Instructions for the task:
Report every line in the items below that contains the string "fishing".

#### Given information ####

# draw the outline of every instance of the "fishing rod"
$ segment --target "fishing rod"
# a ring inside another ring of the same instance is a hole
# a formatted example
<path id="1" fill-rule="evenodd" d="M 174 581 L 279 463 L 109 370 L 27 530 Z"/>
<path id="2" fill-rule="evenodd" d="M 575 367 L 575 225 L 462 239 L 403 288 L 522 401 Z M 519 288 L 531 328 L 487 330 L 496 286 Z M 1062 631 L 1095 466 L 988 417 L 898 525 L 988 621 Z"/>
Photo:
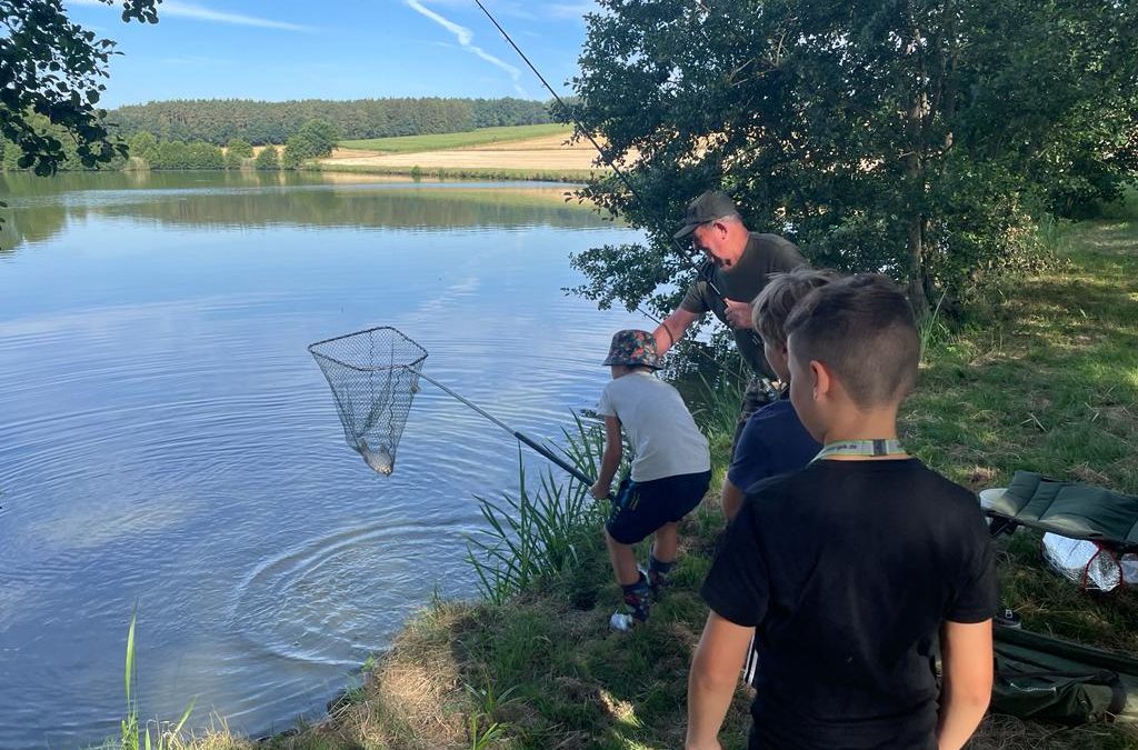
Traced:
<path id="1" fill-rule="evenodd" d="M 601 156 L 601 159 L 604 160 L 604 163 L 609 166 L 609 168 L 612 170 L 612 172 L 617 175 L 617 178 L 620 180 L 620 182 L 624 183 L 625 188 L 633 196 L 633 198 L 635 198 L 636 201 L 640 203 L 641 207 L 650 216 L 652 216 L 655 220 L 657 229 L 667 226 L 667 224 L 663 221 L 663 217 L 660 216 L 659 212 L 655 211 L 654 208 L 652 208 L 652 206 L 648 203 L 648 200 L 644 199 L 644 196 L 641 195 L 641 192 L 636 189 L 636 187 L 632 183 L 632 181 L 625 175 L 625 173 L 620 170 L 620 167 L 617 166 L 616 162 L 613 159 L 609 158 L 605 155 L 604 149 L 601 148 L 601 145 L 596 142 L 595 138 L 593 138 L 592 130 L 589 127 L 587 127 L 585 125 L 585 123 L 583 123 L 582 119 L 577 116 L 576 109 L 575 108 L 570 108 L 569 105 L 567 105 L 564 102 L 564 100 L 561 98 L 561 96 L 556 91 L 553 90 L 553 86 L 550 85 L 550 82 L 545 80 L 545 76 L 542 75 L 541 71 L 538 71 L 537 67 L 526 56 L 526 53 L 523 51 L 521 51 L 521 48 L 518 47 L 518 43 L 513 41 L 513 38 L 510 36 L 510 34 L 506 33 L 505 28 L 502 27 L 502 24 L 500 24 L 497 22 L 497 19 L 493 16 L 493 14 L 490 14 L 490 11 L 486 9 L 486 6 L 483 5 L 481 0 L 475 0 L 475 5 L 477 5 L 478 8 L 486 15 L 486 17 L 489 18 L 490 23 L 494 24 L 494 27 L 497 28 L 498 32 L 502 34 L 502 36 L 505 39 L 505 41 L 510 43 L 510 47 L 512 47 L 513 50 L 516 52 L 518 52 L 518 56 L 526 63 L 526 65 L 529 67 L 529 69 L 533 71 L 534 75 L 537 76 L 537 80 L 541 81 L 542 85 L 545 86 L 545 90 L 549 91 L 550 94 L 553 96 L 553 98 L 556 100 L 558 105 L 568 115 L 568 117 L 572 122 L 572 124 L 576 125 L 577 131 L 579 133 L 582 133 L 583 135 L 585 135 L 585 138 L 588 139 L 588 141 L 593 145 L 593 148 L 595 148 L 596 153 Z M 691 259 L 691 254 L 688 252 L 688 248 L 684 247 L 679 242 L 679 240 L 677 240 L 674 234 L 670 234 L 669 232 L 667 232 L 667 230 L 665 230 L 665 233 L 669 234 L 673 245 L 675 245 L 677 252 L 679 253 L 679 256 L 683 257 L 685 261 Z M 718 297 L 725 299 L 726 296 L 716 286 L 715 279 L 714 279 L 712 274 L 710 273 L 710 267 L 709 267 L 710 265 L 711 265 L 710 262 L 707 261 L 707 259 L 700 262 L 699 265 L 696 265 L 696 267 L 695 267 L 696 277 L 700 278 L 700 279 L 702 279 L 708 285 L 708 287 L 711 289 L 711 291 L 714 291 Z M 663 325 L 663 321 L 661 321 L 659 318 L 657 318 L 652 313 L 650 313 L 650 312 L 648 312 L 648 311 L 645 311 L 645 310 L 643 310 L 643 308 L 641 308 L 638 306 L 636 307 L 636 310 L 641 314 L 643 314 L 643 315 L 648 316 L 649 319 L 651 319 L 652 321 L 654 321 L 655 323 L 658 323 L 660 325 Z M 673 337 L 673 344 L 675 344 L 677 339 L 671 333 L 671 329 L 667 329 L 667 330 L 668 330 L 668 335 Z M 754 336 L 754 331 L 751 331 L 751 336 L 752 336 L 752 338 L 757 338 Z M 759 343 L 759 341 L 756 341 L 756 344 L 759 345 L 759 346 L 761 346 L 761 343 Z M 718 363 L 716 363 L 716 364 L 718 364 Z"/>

####

The reply:
# draw the outline of every instance of the "fishing rod"
$ segment --target "fishing rod"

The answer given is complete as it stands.